What the task asks: The entries below hold a line with "Target: cab door" and a line with "Target: building roof". Return those lines and all that lie between them, exactly and only.

Natural language region descriptions:
● ● ●

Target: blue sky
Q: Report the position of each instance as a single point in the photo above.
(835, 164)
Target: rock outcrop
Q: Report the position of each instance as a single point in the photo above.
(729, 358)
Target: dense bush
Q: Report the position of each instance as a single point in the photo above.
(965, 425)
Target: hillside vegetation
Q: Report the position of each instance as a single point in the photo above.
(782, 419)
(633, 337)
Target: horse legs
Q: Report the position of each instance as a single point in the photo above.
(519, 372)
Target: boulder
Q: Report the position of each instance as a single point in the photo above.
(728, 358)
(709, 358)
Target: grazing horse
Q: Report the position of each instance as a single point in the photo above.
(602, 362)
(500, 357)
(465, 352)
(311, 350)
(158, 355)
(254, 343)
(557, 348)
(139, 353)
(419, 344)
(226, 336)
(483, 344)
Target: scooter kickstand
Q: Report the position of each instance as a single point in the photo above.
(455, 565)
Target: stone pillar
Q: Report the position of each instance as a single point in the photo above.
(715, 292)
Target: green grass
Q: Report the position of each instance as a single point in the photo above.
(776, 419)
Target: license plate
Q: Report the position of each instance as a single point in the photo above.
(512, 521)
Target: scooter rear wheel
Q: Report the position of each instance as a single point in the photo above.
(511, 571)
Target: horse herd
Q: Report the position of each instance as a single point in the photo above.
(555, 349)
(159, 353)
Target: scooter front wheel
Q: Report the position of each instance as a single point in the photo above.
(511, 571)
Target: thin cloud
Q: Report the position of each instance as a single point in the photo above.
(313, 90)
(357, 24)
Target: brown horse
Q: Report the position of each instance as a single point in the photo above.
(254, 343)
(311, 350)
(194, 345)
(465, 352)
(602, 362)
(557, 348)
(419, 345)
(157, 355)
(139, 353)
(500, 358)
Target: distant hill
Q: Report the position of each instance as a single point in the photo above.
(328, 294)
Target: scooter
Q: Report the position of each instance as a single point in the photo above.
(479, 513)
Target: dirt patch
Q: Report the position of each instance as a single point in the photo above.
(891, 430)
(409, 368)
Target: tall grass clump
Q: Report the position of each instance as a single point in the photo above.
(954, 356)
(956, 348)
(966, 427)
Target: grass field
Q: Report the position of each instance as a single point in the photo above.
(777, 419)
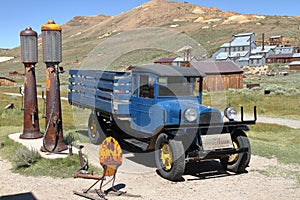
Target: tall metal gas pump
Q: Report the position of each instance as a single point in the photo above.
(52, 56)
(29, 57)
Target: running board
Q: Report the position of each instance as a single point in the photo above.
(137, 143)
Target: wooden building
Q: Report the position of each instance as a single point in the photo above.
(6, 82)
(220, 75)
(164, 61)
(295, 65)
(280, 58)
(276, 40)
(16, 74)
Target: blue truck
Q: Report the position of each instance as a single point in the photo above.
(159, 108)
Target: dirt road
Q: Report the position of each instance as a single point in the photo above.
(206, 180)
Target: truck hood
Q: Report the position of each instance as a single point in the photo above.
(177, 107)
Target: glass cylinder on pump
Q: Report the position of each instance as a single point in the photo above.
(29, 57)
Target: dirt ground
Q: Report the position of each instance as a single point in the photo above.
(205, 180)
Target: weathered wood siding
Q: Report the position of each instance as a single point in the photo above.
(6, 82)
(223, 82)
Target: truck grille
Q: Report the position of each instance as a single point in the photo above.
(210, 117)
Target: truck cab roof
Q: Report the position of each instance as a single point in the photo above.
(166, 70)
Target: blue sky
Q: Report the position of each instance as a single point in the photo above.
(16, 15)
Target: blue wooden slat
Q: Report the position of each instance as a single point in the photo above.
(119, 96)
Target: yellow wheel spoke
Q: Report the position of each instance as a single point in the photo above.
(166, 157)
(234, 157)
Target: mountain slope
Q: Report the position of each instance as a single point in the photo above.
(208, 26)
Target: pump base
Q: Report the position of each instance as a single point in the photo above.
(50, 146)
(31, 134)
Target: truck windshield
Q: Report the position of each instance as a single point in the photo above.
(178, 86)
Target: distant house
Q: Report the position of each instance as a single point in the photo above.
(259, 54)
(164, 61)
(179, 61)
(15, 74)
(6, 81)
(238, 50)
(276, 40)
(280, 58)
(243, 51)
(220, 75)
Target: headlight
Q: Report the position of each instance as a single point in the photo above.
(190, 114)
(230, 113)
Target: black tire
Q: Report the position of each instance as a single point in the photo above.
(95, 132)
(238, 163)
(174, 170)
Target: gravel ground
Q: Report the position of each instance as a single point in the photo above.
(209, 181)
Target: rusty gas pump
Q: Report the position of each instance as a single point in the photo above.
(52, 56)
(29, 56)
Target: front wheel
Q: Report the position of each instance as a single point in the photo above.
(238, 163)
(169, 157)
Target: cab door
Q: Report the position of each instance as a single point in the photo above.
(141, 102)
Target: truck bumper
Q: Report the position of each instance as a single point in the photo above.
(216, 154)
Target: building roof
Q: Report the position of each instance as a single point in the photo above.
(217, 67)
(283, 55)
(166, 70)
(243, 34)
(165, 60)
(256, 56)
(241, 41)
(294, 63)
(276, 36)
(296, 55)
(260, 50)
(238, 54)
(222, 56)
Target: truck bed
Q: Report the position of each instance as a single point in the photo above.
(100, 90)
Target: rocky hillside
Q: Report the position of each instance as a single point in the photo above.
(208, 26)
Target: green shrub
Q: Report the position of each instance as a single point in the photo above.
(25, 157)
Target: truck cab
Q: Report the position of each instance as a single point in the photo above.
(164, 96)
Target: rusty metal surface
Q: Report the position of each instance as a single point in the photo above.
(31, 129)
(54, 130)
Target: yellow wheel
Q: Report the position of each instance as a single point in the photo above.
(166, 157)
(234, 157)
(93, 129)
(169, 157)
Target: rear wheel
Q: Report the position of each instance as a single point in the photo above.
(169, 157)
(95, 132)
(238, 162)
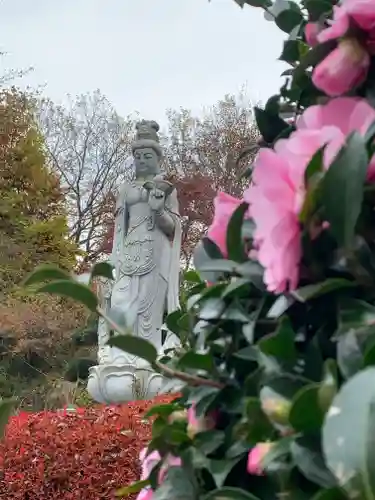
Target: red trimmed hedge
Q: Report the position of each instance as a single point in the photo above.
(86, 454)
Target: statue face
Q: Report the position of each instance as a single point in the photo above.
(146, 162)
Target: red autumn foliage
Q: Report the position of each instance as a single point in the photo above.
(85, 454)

● ● ●

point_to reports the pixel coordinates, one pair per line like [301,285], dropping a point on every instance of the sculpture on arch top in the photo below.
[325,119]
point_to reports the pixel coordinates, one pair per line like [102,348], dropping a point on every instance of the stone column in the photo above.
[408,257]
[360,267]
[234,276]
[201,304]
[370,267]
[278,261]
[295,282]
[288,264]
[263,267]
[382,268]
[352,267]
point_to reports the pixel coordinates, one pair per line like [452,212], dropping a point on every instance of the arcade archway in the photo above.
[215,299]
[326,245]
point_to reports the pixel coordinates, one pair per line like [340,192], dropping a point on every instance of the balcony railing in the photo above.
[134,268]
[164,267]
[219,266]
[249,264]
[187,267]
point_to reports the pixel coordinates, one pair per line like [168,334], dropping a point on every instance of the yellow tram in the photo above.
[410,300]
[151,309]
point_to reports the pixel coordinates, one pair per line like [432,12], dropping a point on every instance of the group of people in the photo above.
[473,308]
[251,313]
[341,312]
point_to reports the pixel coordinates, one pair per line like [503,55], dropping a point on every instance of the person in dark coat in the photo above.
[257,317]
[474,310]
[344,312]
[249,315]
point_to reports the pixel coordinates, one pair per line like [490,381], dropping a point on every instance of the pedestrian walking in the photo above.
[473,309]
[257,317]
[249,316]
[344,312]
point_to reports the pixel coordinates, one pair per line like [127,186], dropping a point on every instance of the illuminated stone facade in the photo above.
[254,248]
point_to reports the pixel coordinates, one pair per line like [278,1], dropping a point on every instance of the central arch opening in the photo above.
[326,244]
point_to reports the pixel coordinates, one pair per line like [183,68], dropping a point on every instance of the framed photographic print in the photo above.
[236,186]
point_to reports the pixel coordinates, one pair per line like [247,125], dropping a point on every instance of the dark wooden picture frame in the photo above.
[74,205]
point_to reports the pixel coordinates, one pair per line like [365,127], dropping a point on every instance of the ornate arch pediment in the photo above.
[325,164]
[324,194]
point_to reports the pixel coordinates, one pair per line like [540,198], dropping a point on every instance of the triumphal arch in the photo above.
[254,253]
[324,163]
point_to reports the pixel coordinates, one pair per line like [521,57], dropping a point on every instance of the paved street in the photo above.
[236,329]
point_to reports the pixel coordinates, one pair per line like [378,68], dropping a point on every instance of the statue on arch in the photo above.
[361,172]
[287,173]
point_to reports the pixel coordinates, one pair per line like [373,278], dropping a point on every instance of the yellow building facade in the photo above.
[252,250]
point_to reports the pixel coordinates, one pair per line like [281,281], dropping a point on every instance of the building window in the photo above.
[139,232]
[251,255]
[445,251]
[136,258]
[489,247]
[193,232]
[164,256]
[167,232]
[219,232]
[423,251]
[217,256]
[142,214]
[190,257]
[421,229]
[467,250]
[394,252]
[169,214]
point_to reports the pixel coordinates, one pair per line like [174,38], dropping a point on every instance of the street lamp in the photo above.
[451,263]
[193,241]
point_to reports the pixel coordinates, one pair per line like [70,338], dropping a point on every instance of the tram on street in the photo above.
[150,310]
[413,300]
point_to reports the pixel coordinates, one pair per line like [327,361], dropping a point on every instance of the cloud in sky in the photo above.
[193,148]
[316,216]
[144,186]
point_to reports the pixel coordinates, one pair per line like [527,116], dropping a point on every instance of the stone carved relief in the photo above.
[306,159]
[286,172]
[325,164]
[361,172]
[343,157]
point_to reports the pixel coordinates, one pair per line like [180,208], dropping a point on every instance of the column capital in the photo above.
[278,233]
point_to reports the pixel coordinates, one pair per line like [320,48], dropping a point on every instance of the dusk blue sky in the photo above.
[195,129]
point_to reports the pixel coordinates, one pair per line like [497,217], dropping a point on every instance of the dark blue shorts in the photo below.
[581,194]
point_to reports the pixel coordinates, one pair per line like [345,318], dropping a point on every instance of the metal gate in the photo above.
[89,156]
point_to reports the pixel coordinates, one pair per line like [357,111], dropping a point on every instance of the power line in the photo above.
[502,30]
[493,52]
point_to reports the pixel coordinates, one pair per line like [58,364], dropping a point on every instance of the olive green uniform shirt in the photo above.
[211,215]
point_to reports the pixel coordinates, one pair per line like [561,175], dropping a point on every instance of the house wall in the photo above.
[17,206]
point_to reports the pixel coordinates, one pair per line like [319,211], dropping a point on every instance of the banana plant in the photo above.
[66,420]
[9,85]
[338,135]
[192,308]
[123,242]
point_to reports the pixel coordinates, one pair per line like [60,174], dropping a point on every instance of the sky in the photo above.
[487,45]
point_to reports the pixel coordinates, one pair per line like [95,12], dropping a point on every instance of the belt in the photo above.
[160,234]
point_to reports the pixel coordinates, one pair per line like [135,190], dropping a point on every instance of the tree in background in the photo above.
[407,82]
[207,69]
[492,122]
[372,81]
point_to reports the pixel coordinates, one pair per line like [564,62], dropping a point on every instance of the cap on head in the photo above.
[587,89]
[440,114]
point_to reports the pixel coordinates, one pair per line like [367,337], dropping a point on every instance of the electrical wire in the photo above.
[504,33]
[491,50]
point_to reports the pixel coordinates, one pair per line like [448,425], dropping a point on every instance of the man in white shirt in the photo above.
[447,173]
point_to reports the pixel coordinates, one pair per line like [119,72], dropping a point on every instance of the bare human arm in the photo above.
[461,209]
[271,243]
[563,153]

● ● ●

Answer to the exercise:
Target: cab door
Q: Report the position of each instance as a single point in the photo above.
(141, 102)
Target: truck bumper
Q: Report the position of each instance as a single point in the photo above.
(216, 154)
Target: building roof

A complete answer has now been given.